▸ **Request**
Skip every picture, then write out exactly the lines of the listing below from the line that contains "Every instance of the shirt" through the final line.

Dataset rows
Start

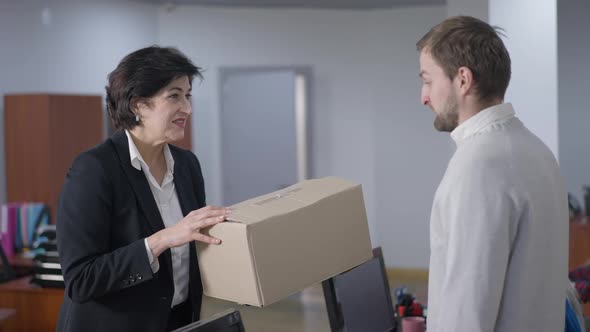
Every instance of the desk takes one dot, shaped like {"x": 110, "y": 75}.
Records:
{"x": 5, "y": 315}
{"x": 580, "y": 249}
{"x": 37, "y": 309}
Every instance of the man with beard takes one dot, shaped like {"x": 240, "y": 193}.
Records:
{"x": 499, "y": 224}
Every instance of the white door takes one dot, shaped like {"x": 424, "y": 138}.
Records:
{"x": 263, "y": 135}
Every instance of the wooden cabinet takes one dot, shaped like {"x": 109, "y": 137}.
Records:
{"x": 43, "y": 135}
{"x": 35, "y": 309}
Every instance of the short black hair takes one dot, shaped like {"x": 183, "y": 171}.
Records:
{"x": 142, "y": 74}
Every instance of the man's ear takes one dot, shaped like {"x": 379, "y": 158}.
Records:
{"x": 465, "y": 80}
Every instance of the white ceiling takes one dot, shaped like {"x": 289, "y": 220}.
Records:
{"x": 333, "y": 4}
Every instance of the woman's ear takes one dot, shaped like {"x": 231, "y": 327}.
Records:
{"x": 136, "y": 106}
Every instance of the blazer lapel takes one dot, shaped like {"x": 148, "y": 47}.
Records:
{"x": 142, "y": 190}
{"x": 184, "y": 185}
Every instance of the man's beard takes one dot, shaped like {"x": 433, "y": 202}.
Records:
{"x": 448, "y": 118}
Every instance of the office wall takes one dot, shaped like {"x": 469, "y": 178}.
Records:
{"x": 475, "y": 8}
{"x": 531, "y": 29}
{"x": 66, "y": 46}
{"x": 574, "y": 86}
{"x": 367, "y": 122}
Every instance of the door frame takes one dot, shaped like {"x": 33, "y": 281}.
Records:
{"x": 303, "y": 111}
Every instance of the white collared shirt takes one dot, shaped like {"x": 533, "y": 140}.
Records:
{"x": 167, "y": 201}
{"x": 498, "y": 232}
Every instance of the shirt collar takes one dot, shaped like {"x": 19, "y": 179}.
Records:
{"x": 496, "y": 114}
{"x": 137, "y": 160}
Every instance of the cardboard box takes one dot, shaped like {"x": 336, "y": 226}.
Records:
{"x": 280, "y": 243}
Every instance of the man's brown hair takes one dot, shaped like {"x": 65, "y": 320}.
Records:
{"x": 465, "y": 41}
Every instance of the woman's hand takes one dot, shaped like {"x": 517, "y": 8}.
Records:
{"x": 188, "y": 229}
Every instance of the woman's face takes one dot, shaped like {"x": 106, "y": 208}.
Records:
{"x": 164, "y": 116}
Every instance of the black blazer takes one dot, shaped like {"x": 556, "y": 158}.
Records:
{"x": 105, "y": 212}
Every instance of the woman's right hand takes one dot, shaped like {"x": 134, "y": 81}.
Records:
{"x": 188, "y": 229}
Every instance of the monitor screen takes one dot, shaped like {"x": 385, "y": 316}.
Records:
{"x": 227, "y": 321}
{"x": 359, "y": 300}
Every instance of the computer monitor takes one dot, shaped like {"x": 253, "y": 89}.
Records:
{"x": 227, "y": 321}
{"x": 359, "y": 300}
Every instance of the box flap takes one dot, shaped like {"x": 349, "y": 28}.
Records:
{"x": 287, "y": 200}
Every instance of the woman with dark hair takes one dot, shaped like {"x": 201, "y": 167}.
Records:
{"x": 132, "y": 207}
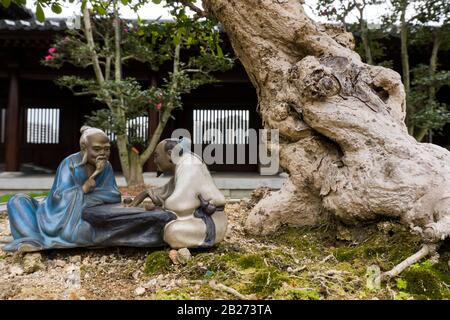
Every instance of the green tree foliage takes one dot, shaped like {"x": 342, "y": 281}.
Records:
{"x": 339, "y": 10}
{"x": 106, "y": 43}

End

▸ **Result below**
Every instance of the shirt collar takes one dot, shaped like {"x": 19, "y": 179}.
Records:
{"x": 496, "y": 114}
{"x": 137, "y": 160}
Every instance of the cardboard box takes one dot, shaped like {"x": 336, "y": 226}.
Records:
{"x": 280, "y": 243}
Every instance of the man's brown hair takes one dot, shaped like {"x": 65, "y": 320}.
Records:
{"x": 465, "y": 41}
Every instance of the woman's hand takes one dot, shaped like {"x": 517, "y": 8}.
Records:
{"x": 188, "y": 229}
Every instance of the woman's face takes one dot, shaped like {"x": 106, "y": 208}.
Records:
{"x": 164, "y": 116}
Every instance of the black blazer takes one dot, shaped like {"x": 556, "y": 158}.
Records:
{"x": 105, "y": 212}
Every instance of the woman's right hand takes one dot, shaped like {"x": 134, "y": 81}.
Records:
{"x": 188, "y": 229}
Every instance of the monitor screen takes one dot, shaped like {"x": 385, "y": 316}.
Records:
{"x": 227, "y": 321}
{"x": 359, "y": 300}
Every instance of the computer monitor takes one dot, shaped like {"x": 253, "y": 89}.
Records:
{"x": 227, "y": 321}
{"x": 359, "y": 300}
Every instance of the box flap takes one dot, shaped like {"x": 349, "y": 28}.
Records:
{"x": 287, "y": 200}
Every instance of the woman with dark hair takes one dot, shaped like {"x": 201, "y": 167}.
Records:
{"x": 132, "y": 207}
Every instance of the green tree foliage takes one dot, shaped like {"x": 342, "y": 281}.
Records:
{"x": 339, "y": 10}
{"x": 106, "y": 43}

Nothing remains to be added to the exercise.